# SET EXERCISE
Reproduce the material word for word, from the line containing "Labeling batch C. For the image above, tag the large" through the end, including that line.

(Excerpts of pointing data)
"""
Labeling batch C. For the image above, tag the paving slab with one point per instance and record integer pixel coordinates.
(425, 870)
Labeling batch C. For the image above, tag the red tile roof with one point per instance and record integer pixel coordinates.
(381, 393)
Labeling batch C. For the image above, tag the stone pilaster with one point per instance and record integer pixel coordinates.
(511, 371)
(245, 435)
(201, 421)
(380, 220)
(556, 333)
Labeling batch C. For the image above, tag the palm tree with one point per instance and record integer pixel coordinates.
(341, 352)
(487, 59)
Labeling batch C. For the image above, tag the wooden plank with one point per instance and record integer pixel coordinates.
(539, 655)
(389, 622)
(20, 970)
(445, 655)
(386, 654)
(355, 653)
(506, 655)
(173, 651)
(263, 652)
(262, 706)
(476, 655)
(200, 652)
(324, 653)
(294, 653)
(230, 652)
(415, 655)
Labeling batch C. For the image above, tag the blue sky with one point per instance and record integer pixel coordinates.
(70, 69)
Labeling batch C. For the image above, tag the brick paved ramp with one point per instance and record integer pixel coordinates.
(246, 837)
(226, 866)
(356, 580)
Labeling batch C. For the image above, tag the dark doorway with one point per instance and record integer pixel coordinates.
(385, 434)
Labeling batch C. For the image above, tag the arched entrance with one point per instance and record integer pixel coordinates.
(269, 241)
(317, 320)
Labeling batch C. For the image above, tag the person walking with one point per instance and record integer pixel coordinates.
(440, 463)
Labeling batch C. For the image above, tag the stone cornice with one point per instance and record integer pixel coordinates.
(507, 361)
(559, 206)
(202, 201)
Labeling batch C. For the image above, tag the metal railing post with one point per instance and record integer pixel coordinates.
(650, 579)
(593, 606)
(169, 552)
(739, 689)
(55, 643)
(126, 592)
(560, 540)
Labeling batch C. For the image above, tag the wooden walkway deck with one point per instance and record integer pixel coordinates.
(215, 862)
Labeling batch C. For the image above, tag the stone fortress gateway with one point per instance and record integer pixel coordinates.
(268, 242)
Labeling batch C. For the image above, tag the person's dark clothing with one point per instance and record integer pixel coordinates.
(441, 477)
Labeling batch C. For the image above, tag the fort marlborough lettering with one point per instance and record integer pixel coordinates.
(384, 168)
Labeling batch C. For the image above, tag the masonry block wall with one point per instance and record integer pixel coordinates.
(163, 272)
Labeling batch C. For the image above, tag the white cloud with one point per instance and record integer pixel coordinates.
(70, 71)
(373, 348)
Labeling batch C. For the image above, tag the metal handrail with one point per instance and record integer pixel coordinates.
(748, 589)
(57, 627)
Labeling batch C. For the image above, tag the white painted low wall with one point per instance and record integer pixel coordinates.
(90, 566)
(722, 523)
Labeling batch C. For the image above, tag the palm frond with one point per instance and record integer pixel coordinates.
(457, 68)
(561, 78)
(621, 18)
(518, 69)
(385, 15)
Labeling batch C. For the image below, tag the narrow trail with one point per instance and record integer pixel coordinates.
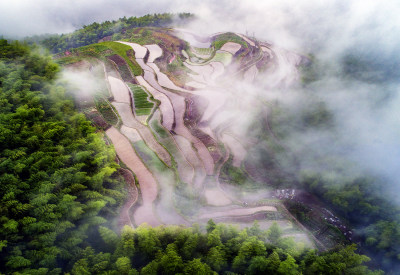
(148, 185)
(179, 107)
(193, 160)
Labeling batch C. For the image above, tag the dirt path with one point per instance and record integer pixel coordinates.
(133, 194)
(148, 185)
(155, 52)
(231, 47)
(140, 51)
(179, 107)
(130, 121)
(185, 169)
(238, 212)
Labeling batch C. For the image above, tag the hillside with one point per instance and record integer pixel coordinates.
(178, 133)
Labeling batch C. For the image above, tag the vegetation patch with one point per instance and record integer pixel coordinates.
(222, 39)
(144, 103)
(106, 110)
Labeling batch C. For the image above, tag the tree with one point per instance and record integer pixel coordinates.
(274, 233)
(288, 266)
(196, 267)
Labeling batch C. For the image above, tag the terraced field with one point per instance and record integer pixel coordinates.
(186, 150)
(144, 104)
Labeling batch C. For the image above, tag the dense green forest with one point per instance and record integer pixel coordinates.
(58, 178)
(94, 32)
(364, 200)
(60, 191)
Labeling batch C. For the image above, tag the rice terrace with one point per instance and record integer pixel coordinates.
(163, 144)
(168, 130)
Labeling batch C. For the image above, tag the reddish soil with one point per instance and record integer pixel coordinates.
(124, 217)
(167, 111)
(148, 184)
(238, 212)
(122, 68)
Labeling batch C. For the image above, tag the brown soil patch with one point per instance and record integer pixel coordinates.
(215, 196)
(119, 90)
(148, 184)
(238, 212)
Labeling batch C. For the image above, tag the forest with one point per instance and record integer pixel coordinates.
(60, 190)
(94, 32)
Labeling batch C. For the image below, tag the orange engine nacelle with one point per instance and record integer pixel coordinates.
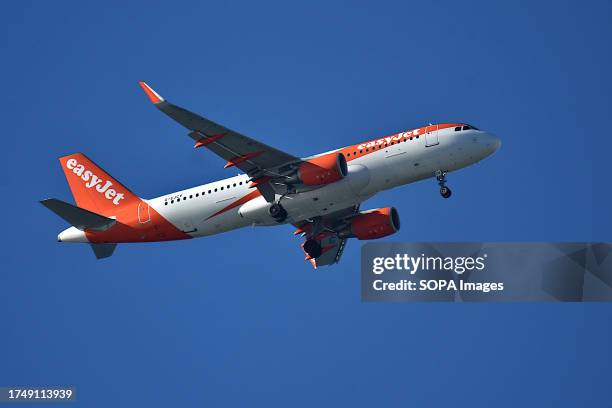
(322, 170)
(373, 224)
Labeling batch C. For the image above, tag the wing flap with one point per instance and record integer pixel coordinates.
(224, 142)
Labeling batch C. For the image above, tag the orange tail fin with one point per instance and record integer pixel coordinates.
(93, 188)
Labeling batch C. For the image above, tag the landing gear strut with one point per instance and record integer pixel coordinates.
(278, 212)
(441, 177)
(313, 248)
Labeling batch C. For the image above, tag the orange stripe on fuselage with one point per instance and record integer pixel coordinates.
(130, 228)
(361, 149)
(251, 196)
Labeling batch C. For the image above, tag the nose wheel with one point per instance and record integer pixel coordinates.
(278, 212)
(445, 192)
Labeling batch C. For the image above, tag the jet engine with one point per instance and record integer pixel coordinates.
(372, 224)
(320, 170)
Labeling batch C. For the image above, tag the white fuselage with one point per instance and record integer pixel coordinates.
(229, 204)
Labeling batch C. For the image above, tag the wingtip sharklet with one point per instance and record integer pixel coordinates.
(151, 94)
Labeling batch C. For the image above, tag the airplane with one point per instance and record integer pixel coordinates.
(320, 195)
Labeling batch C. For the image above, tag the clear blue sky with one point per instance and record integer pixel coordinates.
(239, 319)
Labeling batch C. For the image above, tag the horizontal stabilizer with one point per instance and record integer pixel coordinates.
(103, 250)
(76, 216)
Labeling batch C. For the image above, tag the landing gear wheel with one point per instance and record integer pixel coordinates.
(313, 248)
(445, 192)
(278, 212)
(441, 177)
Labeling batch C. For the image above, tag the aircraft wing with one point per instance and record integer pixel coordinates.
(254, 158)
(323, 230)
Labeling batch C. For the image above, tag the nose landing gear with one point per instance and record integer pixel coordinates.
(278, 212)
(445, 192)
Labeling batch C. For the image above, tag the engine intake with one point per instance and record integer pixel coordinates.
(373, 224)
(321, 170)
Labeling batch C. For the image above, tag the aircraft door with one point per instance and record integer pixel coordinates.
(431, 136)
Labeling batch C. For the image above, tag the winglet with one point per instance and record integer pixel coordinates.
(151, 94)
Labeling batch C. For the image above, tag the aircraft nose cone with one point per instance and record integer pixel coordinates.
(492, 143)
(496, 143)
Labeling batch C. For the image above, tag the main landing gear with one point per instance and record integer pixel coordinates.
(278, 212)
(313, 248)
(441, 177)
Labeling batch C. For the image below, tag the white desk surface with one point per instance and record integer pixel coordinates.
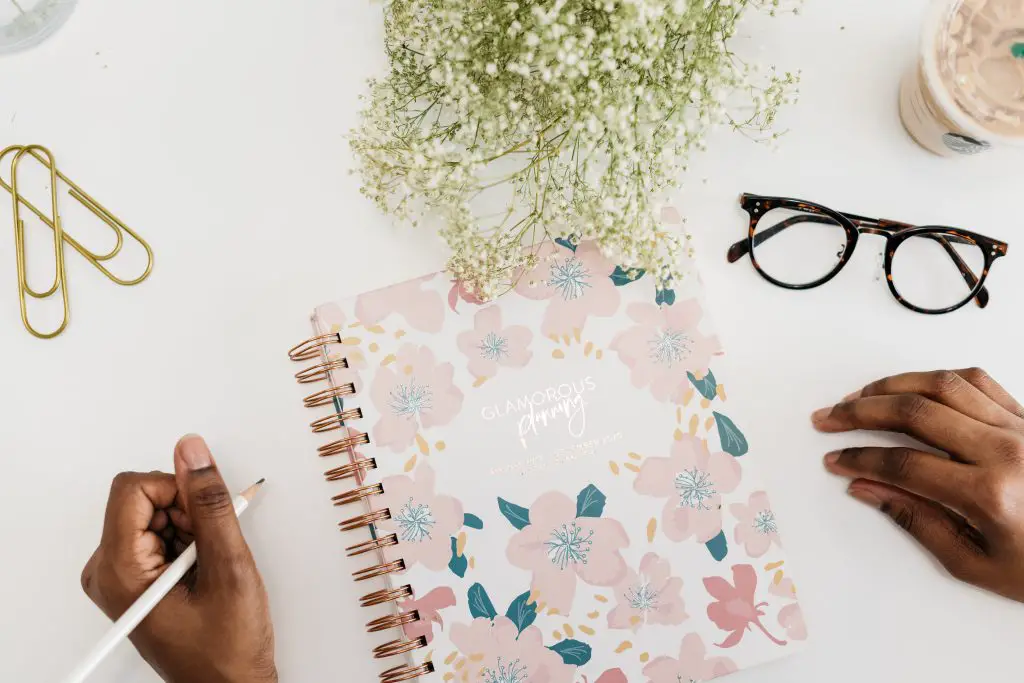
(216, 129)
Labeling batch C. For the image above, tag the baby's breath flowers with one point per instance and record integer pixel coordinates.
(574, 116)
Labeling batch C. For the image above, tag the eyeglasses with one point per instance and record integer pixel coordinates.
(931, 268)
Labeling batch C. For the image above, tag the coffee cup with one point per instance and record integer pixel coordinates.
(966, 92)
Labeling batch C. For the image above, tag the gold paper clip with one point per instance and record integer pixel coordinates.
(59, 281)
(120, 229)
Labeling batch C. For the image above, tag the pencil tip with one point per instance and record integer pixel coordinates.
(250, 494)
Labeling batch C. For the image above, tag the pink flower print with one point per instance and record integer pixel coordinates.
(413, 392)
(333, 318)
(756, 526)
(489, 344)
(691, 480)
(665, 345)
(497, 651)
(423, 519)
(422, 308)
(791, 617)
(611, 676)
(784, 588)
(734, 608)
(429, 607)
(558, 548)
(648, 596)
(577, 285)
(458, 291)
(691, 666)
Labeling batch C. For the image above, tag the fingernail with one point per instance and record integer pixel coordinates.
(195, 453)
(865, 497)
(820, 415)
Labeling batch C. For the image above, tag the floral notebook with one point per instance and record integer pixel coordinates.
(557, 484)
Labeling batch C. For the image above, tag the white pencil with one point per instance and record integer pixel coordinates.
(138, 611)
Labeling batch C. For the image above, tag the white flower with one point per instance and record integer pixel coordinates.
(578, 114)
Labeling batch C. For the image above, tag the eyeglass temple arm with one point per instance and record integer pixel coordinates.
(741, 248)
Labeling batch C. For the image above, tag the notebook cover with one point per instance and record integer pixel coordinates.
(568, 477)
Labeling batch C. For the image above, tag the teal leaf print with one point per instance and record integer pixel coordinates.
(458, 563)
(590, 502)
(518, 517)
(718, 547)
(572, 651)
(668, 297)
(622, 275)
(565, 243)
(521, 613)
(707, 386)
(732, 439)
(479, 603)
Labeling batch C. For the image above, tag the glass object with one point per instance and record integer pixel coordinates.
(800, 245)
(27, 23)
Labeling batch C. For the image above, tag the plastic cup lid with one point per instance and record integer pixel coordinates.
(27, 23)
(973, 59)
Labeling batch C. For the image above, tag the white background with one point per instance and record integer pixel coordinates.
(217, 129)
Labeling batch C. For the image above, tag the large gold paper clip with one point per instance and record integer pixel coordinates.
(53, 221)
(59, 281)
"""
# IN RESPONSE
Labeling batch C. For the image above, tag the large gold paper clip with one point per instance and record integer pixel coordinates.
(53, 221)
(59, 281)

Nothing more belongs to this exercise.